----- Recorded information

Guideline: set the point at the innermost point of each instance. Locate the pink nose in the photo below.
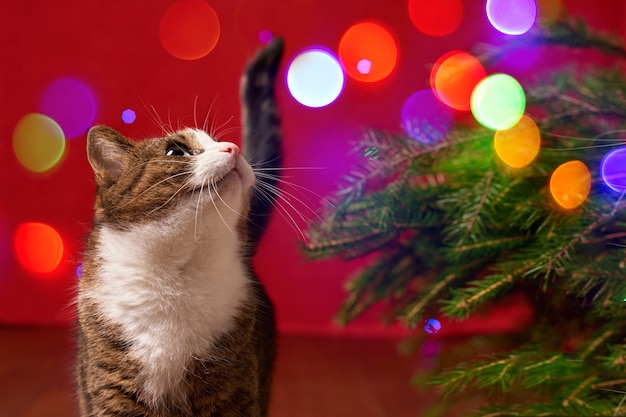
(229, 148)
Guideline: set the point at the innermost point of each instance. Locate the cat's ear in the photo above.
(108, 153)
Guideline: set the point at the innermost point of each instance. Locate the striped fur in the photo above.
(172, 320)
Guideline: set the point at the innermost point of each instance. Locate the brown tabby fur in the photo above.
(232, 378)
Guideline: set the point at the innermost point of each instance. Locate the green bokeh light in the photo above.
(38, 142)
(498, 102)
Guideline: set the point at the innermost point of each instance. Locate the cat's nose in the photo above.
(229, 148)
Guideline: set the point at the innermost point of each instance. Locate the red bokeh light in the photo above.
(189, 29)
(454, 77)
(368, 51)
(38, 247)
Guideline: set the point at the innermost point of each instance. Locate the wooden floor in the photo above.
(314, 377)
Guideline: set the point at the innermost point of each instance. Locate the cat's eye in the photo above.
(176, 150)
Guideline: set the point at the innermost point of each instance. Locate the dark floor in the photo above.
(314, 377)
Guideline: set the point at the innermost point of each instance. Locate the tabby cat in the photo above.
(172, 319)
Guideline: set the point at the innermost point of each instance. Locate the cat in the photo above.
(172, 320)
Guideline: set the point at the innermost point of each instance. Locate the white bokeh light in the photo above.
(315, 78)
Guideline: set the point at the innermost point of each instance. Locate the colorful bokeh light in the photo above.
(512, 17)
(129, 116)
(432, 326)
(549, 10)
(436, 18)
(453, 78)
(498, 101)
(189, 29)
(518, 146)
(368, 51)
(613, 169)
(265, 37)
(38, 142)
(38, 247)
(570, 184)
(315, 78)
(71, 104)
(425, 118)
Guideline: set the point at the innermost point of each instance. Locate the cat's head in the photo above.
(184, 174)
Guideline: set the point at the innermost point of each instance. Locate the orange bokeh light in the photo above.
(368, 51)
(454, 77)
(189, 29)
(436, 18)
(38, 247)
(570, 184)
(518, 145)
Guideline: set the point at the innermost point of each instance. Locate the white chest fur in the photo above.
(171, 295)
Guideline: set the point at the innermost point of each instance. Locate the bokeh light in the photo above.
(38, 247)
(498, 101)
(71, 104)
(315, 78)
(570, 184)
(368, 51)
(38, 142)
(453, 78)
(549, 10)
(425, 118)
(613, 169)
(265, 37)
(512, 17)
(432, 326)
(518, 145)
(189, 29)
(436, 18)
(129, 116)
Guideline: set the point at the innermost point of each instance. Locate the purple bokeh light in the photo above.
(512, 17)
(613, 169)
(71, 104)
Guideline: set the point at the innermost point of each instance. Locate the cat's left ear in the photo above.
(108, 153)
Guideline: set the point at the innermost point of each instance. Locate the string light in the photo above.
(38, 247)
(570, 184)
(613, 169)
(518, 145)
(498, 101)
(315, 77)
(189, 29)
(512, 17)
(38, 142)
(71, 104)
(453, 78)
(368, 51)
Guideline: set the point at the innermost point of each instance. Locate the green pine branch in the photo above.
(452, 229)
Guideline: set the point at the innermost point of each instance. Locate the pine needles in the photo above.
(453, 228)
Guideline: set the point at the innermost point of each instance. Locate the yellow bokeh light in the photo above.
(570, 184)
(518, 145)
(38, 142)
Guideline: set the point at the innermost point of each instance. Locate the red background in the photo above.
(113, 47)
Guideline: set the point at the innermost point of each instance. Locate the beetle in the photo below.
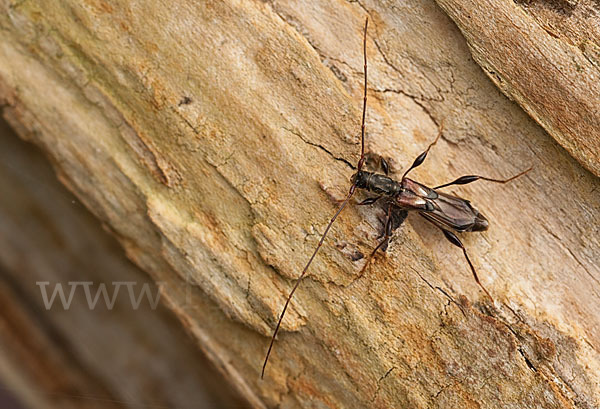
(449, 213)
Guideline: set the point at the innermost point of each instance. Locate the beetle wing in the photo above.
(452, 212)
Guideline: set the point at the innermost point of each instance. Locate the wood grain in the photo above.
(545, 56)
(213, 139)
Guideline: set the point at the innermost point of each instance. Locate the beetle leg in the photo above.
(421, 158)
(369, 200)
(452, 238)
(463, 180)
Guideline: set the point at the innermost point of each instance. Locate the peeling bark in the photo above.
(214, 139)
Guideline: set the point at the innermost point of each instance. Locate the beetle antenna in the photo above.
(344, 203)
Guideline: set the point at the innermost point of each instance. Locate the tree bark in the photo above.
(213, 139)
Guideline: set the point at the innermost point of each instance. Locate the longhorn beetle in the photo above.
(446, 212)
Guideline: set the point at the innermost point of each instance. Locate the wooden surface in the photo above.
(213, 139)
(82, 356)
(546, 56)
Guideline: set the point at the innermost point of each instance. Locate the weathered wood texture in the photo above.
(546, 56)
(125, 356)
(213, 139)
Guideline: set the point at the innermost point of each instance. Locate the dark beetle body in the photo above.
(444, 210)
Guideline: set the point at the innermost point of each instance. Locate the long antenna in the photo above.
(344, 203)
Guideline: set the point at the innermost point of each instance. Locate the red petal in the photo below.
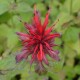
(40, 53)
(48, 31)
(46, 21)
(34, 54)
(21, 56)
(47, 45)
(45, 60)
(37, 21)
(52, 36)
(23, 36)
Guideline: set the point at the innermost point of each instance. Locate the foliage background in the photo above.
(68, 13)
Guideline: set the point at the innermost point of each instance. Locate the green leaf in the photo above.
(23, 7)
(67, 6)
(70, 35)
(3, 8)
(5, 17)
(77, 69)
(4, 30)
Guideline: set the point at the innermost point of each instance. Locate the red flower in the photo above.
(38, 42)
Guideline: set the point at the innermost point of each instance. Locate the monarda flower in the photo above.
(38, 42)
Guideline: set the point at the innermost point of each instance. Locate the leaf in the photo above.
(67, 6)
(4, 30)
(5, 17)
(77, 69)
(70, 35)
(23, 7)
(3, 8)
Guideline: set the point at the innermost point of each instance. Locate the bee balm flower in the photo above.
(38, 42)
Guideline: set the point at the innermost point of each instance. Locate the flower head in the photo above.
(38, 42)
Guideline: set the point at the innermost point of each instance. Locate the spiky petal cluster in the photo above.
(38, 42)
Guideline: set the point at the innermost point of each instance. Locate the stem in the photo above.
(71, 6)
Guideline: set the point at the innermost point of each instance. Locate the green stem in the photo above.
(71, 6)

----------

_What to do_. Emit an exact copy of the lines from the line bearing "tree bark in the photo above." through the last line above, inclusive, and leave the images out.

_Expected answer_.
Guideline: set the point at the innermost point of each instance. Locate the tree bark in the photo above.
(213, 139)
Guideline: set the point at the innermost point of each instance. Locate the longhorn beetle in the photo above.
(446, 212)
Guideline: set the point at the innermost point of each instance. Locate the wooden surface in the photo above.
(213, 139)
(82, 356)
(546, 56)
Guideline: set the point at the innermost point of each instance. Locate the weathered wood texture in the photo above.
(546, 56)
(125, 356)
(213, 139)
Guideline: set the point at the innermost point of each instance. Locate the dark beetle body in the photo above.
(444, 210)
Guideline: set the point at the innermost point of each instance. Locate the long antenna in the photo above.
(344, 203)
Guideline: set the point at the innermost point of each instance. Locate the red petal in the photo below.
(40, 53)
(48, 31)
(46, 21)
(34, 54)
(21, 56)
(47, 45)
(45, 60)
(37, 21)
(52, 36)
(23, 36)
Guideline: set the point at the innermost point of each instance. Locate the foliage background in the photo above.
(68, 13)
Guideline: set the point at the innermost point of each instance. Locate the green leaf in the photo above.
(23, 7)
(67, 6)
(70, 35)
(3, 8)
(5, 17)
(77, 69)
(4, 30)
Guideline: set the point at the innermost point of each instance. Locate the red flower in the photo above.
(38, 42)
Guideline: set the point at the innermost point of each instance. Locate the monarda flower in the photo above.
(38, 42)
Guideline: set the point at the innermost point of each instance. Locate the leaf in the photo above.
(67, 6)
(4, 30)
(5, 17)
(77, 69)
(70, 35)
(23, 7)
(3, 8)
Guideline: set the point at the innermost point of each instance. Locate the bee balm flower in the photo above.
(38, 42)
Guideline: set the point at the innermost point of each instance. Locate the flower head in the photo above.
(38, 42)
Guideline: set the point at the innermost point of each instance. Locate the spiky petal cluster in the photo above.
(38, 42)
Guideline: set the point at the innermost point of each instance. Locate the stem in the photo above.
(71, 6)
Guideline: set the point at the innermost point of each instance. Locate the green stem in the photo above.
(71, 6)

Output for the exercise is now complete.